_Consigna 1:_
Responde las siguientes preguntas según el texto sobre los púgiles:
(a) ¿Dónde está ubicada la estatua del púgil Damóxenos?
(b) ¿Dónde y alrededor de qué año fue el combate entre los dos púgiles?
(c) ¿Con qué se envolvían los atletas las manos y los antebrazos?
_Consigna 2:_
Indica si cada afirmación concuerda con el texto sobre los púgiles. Responde sí o no y cita las palabras exactas que lo deciden.
(a) Los combates de boxeo se dividían en rounds.
(b) En la estatua, los genitales del atleta están cubiertos con una hoja de parra.
(c) Estaba permitido morder al adversario.

##### Texto seleccionado #####

Frente a la estatua del atleta desnudo, pensé en el fuego, la rueda, la silla, los motores. Pensé en los íconos de lo que llamamos Progreso y pensé que los griegos del clasicismo no hubieran integrado el juego de ajedrez porque permite el empate.
La estatua representa al púgil Damóxenos, está ubicada entre los árboles del Parque Batlle, cerca del Obelisco a los Constituyentes. El atleta tiene los brazos en guardia, el tronco apenas inclinado hacia atrás y se dispone a sacar con su brazo derecho, un golpe recto, potente, con los dedos tensos hacia delante. Lleva las manos envueltas en correajes y los genitales, a diferencia de la obra original, se encuentran cubiertos con una hoja de parra. A unos sesenta metros de Damóxenes está la figura del otro púgil: Kreugas de Epidauro. Lleva la guardia levantada, la que permitió el golpe mortal de su oponente.
Múltiples grafitis han ensayado un arco expresivo de leyendas y colores sobre la anatomía de mármol, prefiriendo las zonas de la vergüenza de ambas figuras. A veces, los muchachos que juegan al fútbol en el césped del cantero, les cuelgan buzos, mochilas, recuestan las bicicletas.
El combate entre los dos púgiles fue en Nemea, Grecia, alrededor del año 492 a. C.
En esa época, las normas que regían el boxeo eran muy rudimentarias, aunque existía un compuesto normativo llamado Leyes Olímpicas que regulaba la actividad de todos los juegos y preveía sanciones severas para quienes las violaran. («Será azotado con vara todo aquel que hubiese intentado corromper a los jueces», decía una de esas normas)
Las competencias de boxeo se hacían en la arena con los espectadores alrededor. No existían los rounds y los combates duraban hasta que uno de los participantes quedaba inconsciente o levantaba el índice en señal de abandono. Estaba prohibido introducir los dedos en la boca o nariz del adversario y morder, cualquier otro golpe con los puños era permitido. Los atletas competían desnudos, con las manos y los antebrazos envueltos en cintas de cuero de becerro y el cuerpo frotado con aceite.

##### Material proporcionado #####

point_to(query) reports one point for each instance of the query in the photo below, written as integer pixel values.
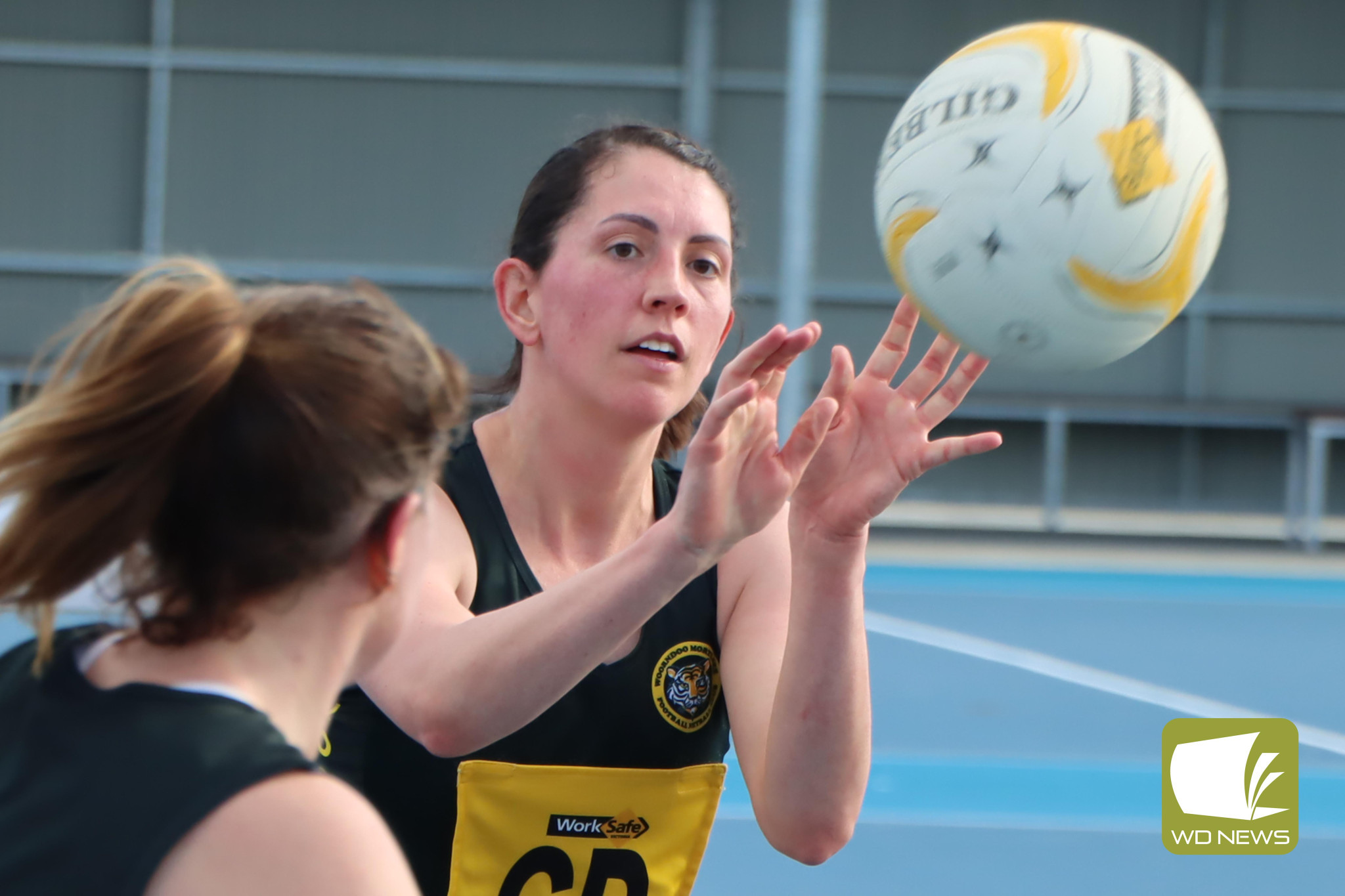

#####

_Respuesta 1:_
(a) Entre los árboles del Parque Batlle, cerca del Obelisco a los Constituyentes.
(b) En Nemea, Grecia, alrededor del año 492 a. C.
(c) Con cintas de cuero de becerro.

_Respuesta 2:_
(a) No: «No existían los rounds».
(b) Sí: «los genitales, a diferencia de la obra original, se encuentran cubiertos con una hoja de parra».
(c) No: «Estaba prohibido introducir los dedos en la boca o nariz del adversario y morder».